(Data records)
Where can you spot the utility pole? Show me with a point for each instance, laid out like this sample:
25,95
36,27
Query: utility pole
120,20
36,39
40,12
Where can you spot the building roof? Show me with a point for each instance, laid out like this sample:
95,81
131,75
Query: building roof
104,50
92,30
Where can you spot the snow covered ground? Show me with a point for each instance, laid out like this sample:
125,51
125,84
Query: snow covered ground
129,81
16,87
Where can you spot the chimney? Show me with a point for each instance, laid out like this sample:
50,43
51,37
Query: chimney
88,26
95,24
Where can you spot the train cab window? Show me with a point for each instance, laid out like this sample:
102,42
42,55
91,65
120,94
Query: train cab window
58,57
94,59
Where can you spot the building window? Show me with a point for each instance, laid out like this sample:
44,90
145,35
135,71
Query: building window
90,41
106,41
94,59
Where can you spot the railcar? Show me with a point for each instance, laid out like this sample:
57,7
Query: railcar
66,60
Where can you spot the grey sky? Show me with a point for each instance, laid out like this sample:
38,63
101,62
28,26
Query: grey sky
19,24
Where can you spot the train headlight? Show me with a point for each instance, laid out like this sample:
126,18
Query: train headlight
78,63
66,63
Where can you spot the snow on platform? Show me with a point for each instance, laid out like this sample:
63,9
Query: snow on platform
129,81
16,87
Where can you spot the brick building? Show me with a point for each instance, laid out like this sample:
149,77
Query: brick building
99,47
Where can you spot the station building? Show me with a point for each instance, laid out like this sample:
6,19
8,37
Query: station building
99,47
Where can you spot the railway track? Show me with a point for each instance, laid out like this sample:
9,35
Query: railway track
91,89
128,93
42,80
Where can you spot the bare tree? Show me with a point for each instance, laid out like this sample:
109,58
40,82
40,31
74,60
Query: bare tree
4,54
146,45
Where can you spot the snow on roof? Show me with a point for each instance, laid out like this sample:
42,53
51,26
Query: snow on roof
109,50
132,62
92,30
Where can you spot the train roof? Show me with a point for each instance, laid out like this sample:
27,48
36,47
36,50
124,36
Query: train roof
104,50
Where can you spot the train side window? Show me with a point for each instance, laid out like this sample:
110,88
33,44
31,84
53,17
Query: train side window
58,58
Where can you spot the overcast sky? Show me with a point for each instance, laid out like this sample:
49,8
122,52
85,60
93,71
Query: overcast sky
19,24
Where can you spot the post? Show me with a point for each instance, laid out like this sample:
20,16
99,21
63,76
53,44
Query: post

→ **What you are asked to do**
Reproduce every one of the rows above line for line, with no changes.

→ **Written reply**
Where can you spot the utility pole? Show me with a point for each instance, laid out like this sample:
25,95
36,27
Query: utility pole
120,20
36,39
40,12
Where can you spot the building roof? Show me with a point for each instance, laid out like this sample:
95,81
131,75
Query: building roof
104,50
92,30
Where can you spot the snow covered ground? Show me with a point for each instance, laid out like this sample:
125,51
125,84
Query: snow covered ground
129,81
16,87
Where can you spot the chimney? Show me with a point for each instance, laid out like this sample:
50,43
51,37
Query: chimney
88,26
95,24
Where can you spot the train cab window? Show me with a point for each instance, laid out like this sample:
102,42
42,55
91,65
120,94
Query: train cab window
58,57
94,59
Where can you spot the building window? Show me with a point for each instance, laid out like this sample:
44,90
145,35
135,71
Query: building window
90,41
106,41
94,59
Where can you spot the railcar? Show me with a point for each instance, laid out like this sample:
57,7
Query: railcar
66,60
Where can you spot the grey sky? Show me with a point for each instance, laid out like this sample:
38,63
101,62
28,26
Query: grey sky
19,24
Where can you spot the train headlight? Show me with a point for each instance, laid out like this sample:
126,18
Query: train headlight
78,63
66,63
Where can you spot the snow on platform? Show me with a point for each instance, laid out like this sample:
63,9
Query: snow on platform
129,81
16,87
Where can you spot the brick building? Show me with a point for each instance, laid out like this sample:
149,77
Query: brick building
99,47
Where can you spot the station building? Show me with a point for each instance, laid out like this sample:
6,19
8,37
Query: station building
99,47
Where can you spot the railway track? Show me with a point for each instance, laid out like this sample:
9,35
Query: railway track
91,89
128,93
42,80
Where can you spot the bare tree? Show me with a point for each instance, laid out like this sample:
109,58
40,82
40,31
74,60
Query: bare tree
4,54
146,45
Where can you spot the snow on roof? Show me with a point for each instance, laid out like this sample:
42,53
51,26
Query: snow on roof
109,50
132,62
92,30
Where can you spot the train roof? Show me with a point for each instance, laid out like this sample:
27,48
36,47
36,50
124,36
Query: train roof
104,50
Where can you spot the train side window? Show me with a point for each instance, laid out like this sample:
110,88
33,44
31,84
53,17
Query: train side window
58,58
Where can you spot the overcast sky? Show me with a point for each instance, laid out like this sample:
49,8
122,52
85,60
93,71
Query: overcast sky
19,24
Where can you spot the post? Show me with a point for each instance, laid out like this sample:
20,16
99,21
63,76
53,44
Query: post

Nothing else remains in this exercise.